Thursday, August 7, 2008

Truth and Honesty

Fie on me for not posting for a month. I'd say I have been busy but, truthfully, I have not.

A month ago I was made redundant, and I have been quite optimistically searching for jobs both near and far. A couple of positions interstate have been applied for, as as one overseas job, but neither have been responded to yet. Which brings me to today's topic, 'Truth and Honesty'. My last employer was talking about business dealings one day and stated that it is always best to be truthful and honest with your business dealings. This flies in the face of how he acted at some points during my time there, but there is a kernel of wisdom there (no, you can't compile it. Freakin' nerds.)

His point was that if you do not conduct business in a truthful and honest manner, then word will get out and people will view you as a duplicitous bastard who isn't worth their weight in lies. He was referring to a friend who screwed him over, 'He's still my friend, but I wouldn't trust him as far as I could throw him.' Now, if his experience is anything to judge by, then it is only fair that a few institutions cop some flak from me.

Firstly: UniSA. You were good to me, all things considered. You have some wonderful lecturers and program co-ordinators, and I think they should be paid more. However, and this is a pretty fucking monumental 'however', you lied to me and about three hundred other students in 2002.

Like Hollywood's Oscar season, the first half of the year is what I like to call 'University Season'. It's the time when all the universities in the land send out promotional material to high schools which wax lyrical about the virtues of their various programs. Props to the guys who wrote that shit, because it fools thousands of students every year. He should be paid more.

Most of the brochures have 'High demand', 'Valuable skillsets', 'Valuable Commodity' written all over them in bold and above all funky text. If you want to be an engineer, this is the truth. If you want to be an IT guy, this is the truth. If you want to be an engineer, this is the... I already said engineer didn't I? For everyone else, it is a lie. If you want to be a teacher don't get your hopes up. Likewise for Public Relations Guy/Girl/Hybrid, Copywriter, Illustrator, Archaeologist (LOL, I know, right?), Early Childhood Educator and Communications something-or-other.

Students, like my good self, went to seminars and were told that our interests were viable commodities and that we would shape the world of tomorrow blah blah ad nauseum. The woman with bad hair and scary glasses stood at the podium in the suspiciously dark lecture theatre and spoke for a great length of time about how their graduates are picked up at companies straight out of uni.

Wow! That sounds exciting. You mean that since I have some talent and interest in writing, that I could be paid to do what I like doing? Fantastic! I'll go sign up now, hey? Don't want to miss my chance of getting in!

So you sign up and go through the motions and complete school and get that letter in the mail which says 'Congratulations, you got in'. You will note that there is no fine print on the bottom of the back page which reads 'Can you actually believe that these guys are taking the bait? This is fantastic - more money for us to conduct research into things no one cares about. Copyright 2002'

No one, and I mean NO ONE is as irrationally exuberant as first-year uni students (except for maybe teenage Christians with large smiles and bright eyes and a punch bowl full of suspicious cordial...). They walk around in huddles talking about how excited they are and how proud their trailer-trash parents are that they made it into uni. If they had half a brain or four years of uni experience to back them up, then they'd realised that they should have seen the lies through the smoke and mirrors of PR material and taken up Engineering or IT, if only they were good at maths and chemistry.

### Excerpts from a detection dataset
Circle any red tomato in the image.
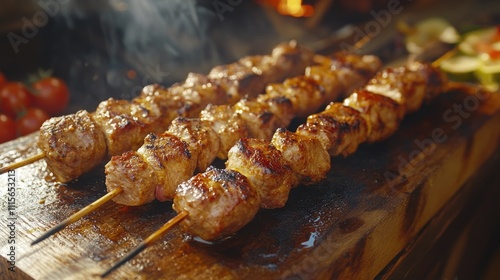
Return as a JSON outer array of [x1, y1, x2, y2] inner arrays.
[[17, 108, 49, 135], [0, 82, 33, 119], [31, 77, 69, 116], [0, 72, 7, 88], [0, 114, 16, 143]]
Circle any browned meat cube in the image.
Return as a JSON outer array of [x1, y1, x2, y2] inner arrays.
[[137, 133, 198, 201], [105, 151, 158, 206], [226, 138, 297, 208], [38, 111, 106, 183], [271, 129, 330, 185], [172, 168, 260, 240]]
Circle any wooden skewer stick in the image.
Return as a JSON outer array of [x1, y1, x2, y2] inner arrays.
[[0, 153, 45, 175], [31, 188, 123, 245], [101, 212, 188, 277]]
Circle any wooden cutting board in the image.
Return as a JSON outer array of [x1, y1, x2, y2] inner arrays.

### Job 1
In the post on truth and honesty, rewrite the portion starting with "Wow! That sounds" and going on through "of getting in!", changing "exciting" to "promising".
### Job 2
According to the post on truth and honesty, in what year did UniSA lie to the writer and about three hundred other students?
### Job 3
Apart from "teacher," which occupations does the post on truth and honesty say the university brochures are lying about?
Rely only on the post on truth and honesty for everything here.

### Problem solution 1
Wow! That sounds promising. You mean that since I have some talent and interest in writing, that I could be paid to do what I like doing? Fantastic! I'll go sign up now, hey? Don't want to miss my chance of getting in!

### Problem solution 2
2002

### Problem solution 3
Public Relations Guy/Girl/Hybrid
Copywriter
Illustrator
Archaeologist
Early Childhood Educator
Communications something-or-other